• **Task brief**
Every record below should be transcribed exactly. Omit the images.

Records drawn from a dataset
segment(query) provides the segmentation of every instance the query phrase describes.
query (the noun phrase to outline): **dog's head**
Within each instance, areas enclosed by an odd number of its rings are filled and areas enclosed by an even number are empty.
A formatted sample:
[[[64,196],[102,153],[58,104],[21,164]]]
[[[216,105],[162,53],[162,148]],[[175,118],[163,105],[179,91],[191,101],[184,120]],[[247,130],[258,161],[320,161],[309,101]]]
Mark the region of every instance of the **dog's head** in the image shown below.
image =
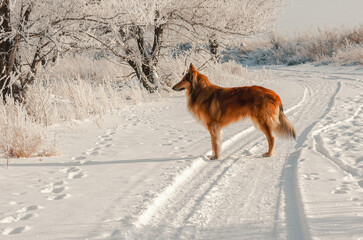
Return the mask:
[[[184,89],[187,89],[188,93],[191,93],[194,89],[195,82],[197,81],[197,75],[197,69],[193,66],[193,64],[190,64],[187,73],[184,75],[182,80],[180,80],[180,82],[175,84],[173,90],[182,91]]]

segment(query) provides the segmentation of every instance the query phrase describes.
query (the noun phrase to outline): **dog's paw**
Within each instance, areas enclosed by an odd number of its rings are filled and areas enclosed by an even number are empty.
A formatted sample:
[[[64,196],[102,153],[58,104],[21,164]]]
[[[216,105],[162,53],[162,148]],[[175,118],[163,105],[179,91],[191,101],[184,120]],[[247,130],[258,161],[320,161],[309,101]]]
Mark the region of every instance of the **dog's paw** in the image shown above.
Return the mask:
[[[214,156],[214,155],[207,155],[207,158],[209,160],[216,160],[216,159],[218,159],[218,157],[217,156]]]
[[[272,153],[266,152],[262,155],[262,157],[271,157]]]

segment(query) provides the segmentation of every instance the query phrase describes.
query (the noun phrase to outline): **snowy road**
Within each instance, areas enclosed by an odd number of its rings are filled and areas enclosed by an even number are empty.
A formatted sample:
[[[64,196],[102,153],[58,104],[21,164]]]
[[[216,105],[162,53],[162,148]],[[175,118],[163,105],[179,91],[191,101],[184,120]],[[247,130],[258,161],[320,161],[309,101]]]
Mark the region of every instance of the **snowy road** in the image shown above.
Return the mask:
[[[363,69],[271,71],[298,134],[272,158],[245,121],[207,160],[184,97],[129,106],[59,133],[63,156],[0,168],[1,239],[362,239]]]

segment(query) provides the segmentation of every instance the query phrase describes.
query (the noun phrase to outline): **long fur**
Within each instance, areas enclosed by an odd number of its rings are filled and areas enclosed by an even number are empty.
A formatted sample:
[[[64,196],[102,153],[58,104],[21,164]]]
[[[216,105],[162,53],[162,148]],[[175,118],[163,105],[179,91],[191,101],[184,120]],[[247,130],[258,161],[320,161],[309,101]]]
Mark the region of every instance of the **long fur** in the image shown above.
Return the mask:
[[[210,83],[192,64],[173,89],[187,90],[188,109],[210,132],[212,159],[219,156],[222,128],[246,117],[266,135],[269,150],[265,157],[272,156],[274,151],[272,132],[296,138],[294,127],[283,113],[280,97],[270,89],[261,86],[222,88]]]

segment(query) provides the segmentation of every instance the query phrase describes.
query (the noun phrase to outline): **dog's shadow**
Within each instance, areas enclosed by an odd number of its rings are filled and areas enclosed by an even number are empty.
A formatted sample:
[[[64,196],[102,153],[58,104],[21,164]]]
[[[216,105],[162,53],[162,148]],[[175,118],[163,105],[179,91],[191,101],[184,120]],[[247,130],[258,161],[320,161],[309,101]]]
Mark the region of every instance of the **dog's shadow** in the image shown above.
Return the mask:
[[[244,151],[241,155],[227,155],[227,156],[221,156],[218,159],[212,159],[212,155],[201,155],[200,158],[204,161],[204,162],[223,162],[223,161],[228,161],[228,160],[233,160],[233,161],[238,161],[238,160],[243,160],[243,159],[264,159],[266,157],[264,157],[262,154],[256,154],[256,153],[251,153],[249,151]]]

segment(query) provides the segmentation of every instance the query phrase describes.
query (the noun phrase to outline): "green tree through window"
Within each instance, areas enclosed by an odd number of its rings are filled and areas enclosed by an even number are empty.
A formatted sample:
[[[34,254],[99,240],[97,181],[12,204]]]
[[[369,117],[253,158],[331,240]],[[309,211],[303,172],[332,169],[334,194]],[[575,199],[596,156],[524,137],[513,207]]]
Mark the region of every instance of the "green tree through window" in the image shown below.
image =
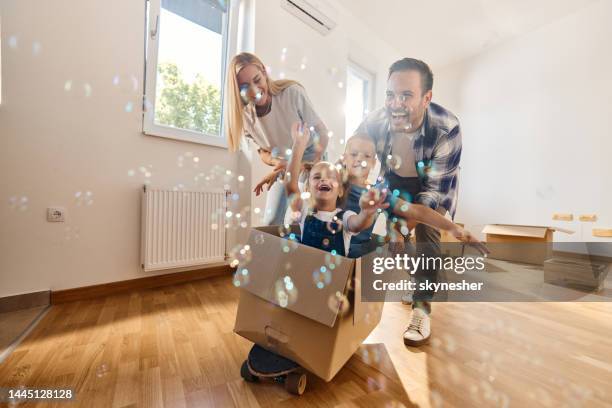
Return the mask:
[[[221,93],[200,75],[183,79],[173,63],[157,67],[155,122],[211,135],[221,131]]]

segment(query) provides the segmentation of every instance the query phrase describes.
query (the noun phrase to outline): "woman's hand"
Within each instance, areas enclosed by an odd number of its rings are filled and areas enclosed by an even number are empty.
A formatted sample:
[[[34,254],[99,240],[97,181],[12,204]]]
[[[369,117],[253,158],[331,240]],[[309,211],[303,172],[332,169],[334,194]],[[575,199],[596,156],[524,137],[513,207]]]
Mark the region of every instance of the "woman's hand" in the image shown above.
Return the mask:
[[[489,253],[491,253],[491,251],[489,251],[489,248],[487,248],[484,242],[478,240],[475,236],[472,235],[470,231],[461,228],[459,225],[456,225],[455,229],[451,231],[451,234],[453,235],[453,237],[455,237],[456,240],[476,248],[476,250],[482,255],[488,255]]]
[[[283,162],[284,163],[284,162]],[[255,189],[253,189],[253,192],[255,193],[256,196],[259,196],[263,190],[264,187],[267,185],[268,187],[266,188],[266,191],[270,191],[270,188],[272,187],[272,185],[276,182],[276,180],[278,179],[278,176],[281,173],[285,172],[285,167],[287,166],[287,163],[284,163],[284,165],[279,164],[277,165],[274,170],[272,170],[270,173],[268,173],[263,179],[261,179],[261,181],[255,186]]]

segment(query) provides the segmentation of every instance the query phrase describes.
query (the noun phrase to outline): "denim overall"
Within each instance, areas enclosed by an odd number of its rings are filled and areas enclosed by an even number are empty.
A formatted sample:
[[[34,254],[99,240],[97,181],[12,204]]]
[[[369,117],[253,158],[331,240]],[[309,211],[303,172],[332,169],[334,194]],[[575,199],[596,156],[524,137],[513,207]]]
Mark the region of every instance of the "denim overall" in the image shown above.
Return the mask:
[[[302,244],[319,248],[327,252],[335,251],[337,255],[345,256],[344,234],[342,233],[342,218],[344,211],[336,214],[337,221],[328,223],[314,215],[307,215],[304,220]],[[335,233],[334,233],[335,232]]]

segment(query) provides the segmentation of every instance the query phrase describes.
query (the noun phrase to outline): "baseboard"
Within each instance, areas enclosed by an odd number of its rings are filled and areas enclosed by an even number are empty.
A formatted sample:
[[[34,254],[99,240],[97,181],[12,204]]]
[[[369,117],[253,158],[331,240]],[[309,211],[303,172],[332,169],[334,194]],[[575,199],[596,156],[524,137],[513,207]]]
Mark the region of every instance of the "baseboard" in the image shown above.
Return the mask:
[[[0,298],[0,313],[31,309],[38,306],[48,306],[51,291],[24,293],[23,295],[5,296]]]
[[[80,288],[64,289],[51,292],[51,304],[89,300],[96,297],[110,296],[117,293],[158,288],[193,282],[220,275],[229,275],[234,268],[227,264],[215,264],[202,269],[168,273],[164,275],[148,276],[146,278],[130,279],[119,282],[109,282],[100,285],[83,286]]]

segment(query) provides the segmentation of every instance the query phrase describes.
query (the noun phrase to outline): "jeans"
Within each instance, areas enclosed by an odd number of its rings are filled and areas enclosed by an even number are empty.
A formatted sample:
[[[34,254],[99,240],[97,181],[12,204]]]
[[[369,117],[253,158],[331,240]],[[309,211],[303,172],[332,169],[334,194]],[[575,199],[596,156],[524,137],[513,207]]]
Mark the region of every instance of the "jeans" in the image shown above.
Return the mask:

• **Solution to this exercise**
segment(query) provides the segmentation of every instance the query phrase describes.
query (the noun phrase to outline): **dog's head**
Within each instance, areas enclosed by an odd number of its rings are filled and areas enclosed by an even number are empty.
A formatted sample:
[[[64,196],[102,153],[58,104],[21,164]]]
[[[216,105],[162,53],[162,148]],[[175,118],[163,105],[179,91],[191,101],[184,120]],[[247,130],[258,161],[320,161],[309,101]]]
Mark the region of every instance of the **dog's head** in the image shown below.
image =
Return the mask:
[[[184,89],[187,89],[188,93],[191,93],[194,89],[195,82],[197,81],[197,75],[197,69],[193,66],[193,64],[190,64],[187,73],[184,75],[182,80],[180,80],[180,82],[175,84],[173,90],[182,91]]]

segment(query) provides the segmentation of every instance the query phrase describes.
query (the noun phrase to outline): **dog's paw**
Within each instance, areas enclosed by an odd number of its rings are filled and areas enclosed by an even number are empty.
A formatted sample:
[[[64,196],[102,153],[58,104],[21,164]]]
[[[216,105],[162,53],[162,148]],[[175,118],[163,105],[179,91],[191,101],[184,120]],[[247,130],[258,161],[320,161],[309,101]]]
Mark the region of every instance of the **dog's paw** in the image shown above.
Return the mask:
[[[214,156],[214,155],[207,155],[207,158],[209,160],[216,160],[216,159],[218,159],[218,157],[217,156]]]
[[[272,153],[266,152],[262,155],[262,157],[271,157]]]

segment(query) provides the segmentation of every instance the query phrase describes.
query (the noun phrase to outline): **snowy road**
Within each instance, areas enclosed by an odd number of its rings are filled and areas enclosed by an even number are empty.
A formatted sample:
[[[64,196],[102,153],[58,104],[21,164]]]
[[[216,105],[162,53],[162,148]],[[175,118],[163,105],[179,91],[191,101],[184,120]],[[247,130],[258,161],[320,161],[309,101]]]
Mark the region of every instance of the **snowy road** in the image shown above.
Return the mask:
[[[363,69],[271,71],[298,134],[272,158],[245,121],[207,160],[184,97],[129,106],[59,133],[63,156],[0,168],[1,239],[362,239]]]

segment(query) provides the segmentation of every instance the query phrase describes.
query (the noun phrase to outline): **long fur**
Within each instance, areas enclosed by an odd number of its rings are filled and areas enclosed by an even number are empty.
A formatted sample:
[[[64,196],[102,153],[58,104],[21,164]]]
[[[216,105],[162,53],[162,148]],[[175,118],[163,105],[179,91],[191,101],[184,120]],[[247,130],[258,161],[320,161],[309,101]]]
Mark the region of every instance of the **long fur** in the image shown above.
Return the mask:
[[[210,83],[192,64],[173,89],[187,90],[188,109],[210,132],[212,159],[219,156],[222,128],[246,117],[266,135],[269,150],[265,157],[272,156],[274,151],[272,132],[296,138],[294,127],[283,113],[280,97],[270,89],[261,86],[222,88]]]

segment(query) provides the segmentation of every instance the query phrase describes.
query (the noun phrase to outline): **dog's shadow**
Within each instance, areas enclosed by an odd number of its rings are filled and areas enclosed by an even number are empty.
A formatted sample:
[[[64,196],[102,153],[58,104],[21,164]]]
[[[216,105],[162,53],[162,148]],[[175,118],[163,105],[179,91],[191,101],[184,120]],[[247,130],[258,161],[320,161],[309,101]]]
Mark the region of every instance of the **dog's shadow** in the image shown above.
Return the mask:
[[[244,151],[241,155],[227,155],[227,156],[221,156],[218,159],[212,159],[212,155],[201,155],[200,158],[204,161],[204,162],[223,162],[223,161],[228,161],[228,160],[233,160],[233,161],[238,161],[238,160],[243,160],[243,159],[264,159],[266,157],[264,157],[262,154],[256,154],[256,153],[251,153],[249,151]]]

segment(query) provides the segmentation of every instance the query phrase describes.
query (the noun phrase to outline): "green tree through window"
Within each instance, areas enclosed by an odd number of its rings are filled and areas enclosed by an even number are empty.
A formatted sample:
[[[34,254],[99,240],[97,181],[12,204]]]
[[[369,117],[253,158],[331,240]],[[309,211],[303,172],[332,169],[334,194]],[[575,199],[596,156],[524,137],[513,207]]]
Mark the region of every instance of the "green tree through window" in the image shown below.
image =
Return the mask:
[[[221,93],[200,75],[183,79],[173,63],[157,67],[155,122],[211,135],[221,131]]]

segment(query) provides the segmentation of every instance the query phrase describes.
query (the noun phrase to outline): "woman's hand"
Within each instance, areas enclosed by an odd number of its rings are filled and areas enclosed by an even number are empty.
A formatted sample:
[[[34,254],[99,240],[97,181],[12,204]]]
[[[369,117],[253,158],[331,240]],[[309,211],[303,172],[332,169],[334,194]],[[575,199],[596,156],[524,137],[513,207]]]
Mark the region of every instance of the "woman's hand" in the image shown above.
Return the mask:
[[[489,253],[491,253],[491,251],[489,251],[489,248],[487,248],[484,242],[478,240],[475,236],[472,235],[470,231],[461,228],[459,225],[456,225],[455,229],[451,231],[451,234],[453,235],[453,237],[455,237],[456,240],[476,248],[476,250],[482,255],[488,255]]]
[[[283,162],[284,163],[284,162]],[[255,189],[253,189],[253,192],[255,193],[256,196],[259,196],[263,190],[264,187],[267,185],[268,187],[266,188],[266,191],[270,191],[270,188],[272,187],[272,185],[276,182],[276,180],[278,179],[278,176],[281,173],[285,172],[285,167],[287,166],[287,163],[284,163],[284,165],[279,164],[277,165],[274,170],[272,170],[270,173],[268,173],[263,179],[261,179],[261,181],[255,186]]]

segment(query) provides the segmentation of every instance the query phrase describes.
query (the noun phrase to outline): "denim overall"
Within each instance, areas enclosed by an odd number of its rings are filled and areas enclosed by an even number are empty.
A formatted sample:
[[[34,254],[99,240],[97,181],[12,204]]]
[[[369,117],[253,158],[331,240]],[[309,211],[303,172],[332,169],[334,194]],[[575,199],[596,156],[524,137],[513,207]]]
Mark the region of every instance of the "denim overall" in the image shown above.
Return the mask:
[[[302,244],[319,248],[327,252],[335,251],[337,255],[345,256],[344,234],[342,233],[342,218],[344,211],[336,214],[337,221],[328,223],[314,215],[307,215],[304,220]],[[335,233],[334,233],[335,232]]]

segment(query) provides the segmentation of every instance the query phrase describes.
query (the noun phrase to outline): "baseboard"
Within each instance, areas enclosed by an odd number of its rings are filled and areas enclosed by an even number are empty.
A formatted sample:
[[[34,254],[99,240],[97,181],[12,204]]]
[[[369,117],[253,158],[331,240]],[[309,211],[303,172],[332,169],[334,194]],[[575,199],[596,156],[524,137],[513,207]]]
Mark the region of every instance of the "baseboard" in the image shown above.
Return the mask:
[[[0,298],[0,313],[31,309],[38,306],[48,306],[51,291],[24,293],[23,295],[5,296]]]
[[[80,288],[64,289],[51,292],[51,304],[89,300],[96,297],[110,296],[117,293],[158,288],[193,282],[220,275],[229,275],[234,268],[227,264],[215,264],[202,269],[168,273],[164,275],[148,276],[146,278],[130,279],[119,282],[109,282],[100,285],[83,286]]]

segment(query) provides the segmentation of every instance the query phrase describes.
query (the noun phrase to outline): "jeans"
Within each instance, areas enclosed by an odd number of its rings are filled and areas enclosed by an even number are empty.
A formatted sample:
[[[34,254],[99,240],[97,181],[12,204]]]
[[[369,117],[253,158],[331,240]],[[309,211],[303,172],[332,169],[334,194]],[[575,199],[596,156],[524,137],[513,207]]]
Mark the region of every instance of the "jeans" in the image shown above.
Return the mask:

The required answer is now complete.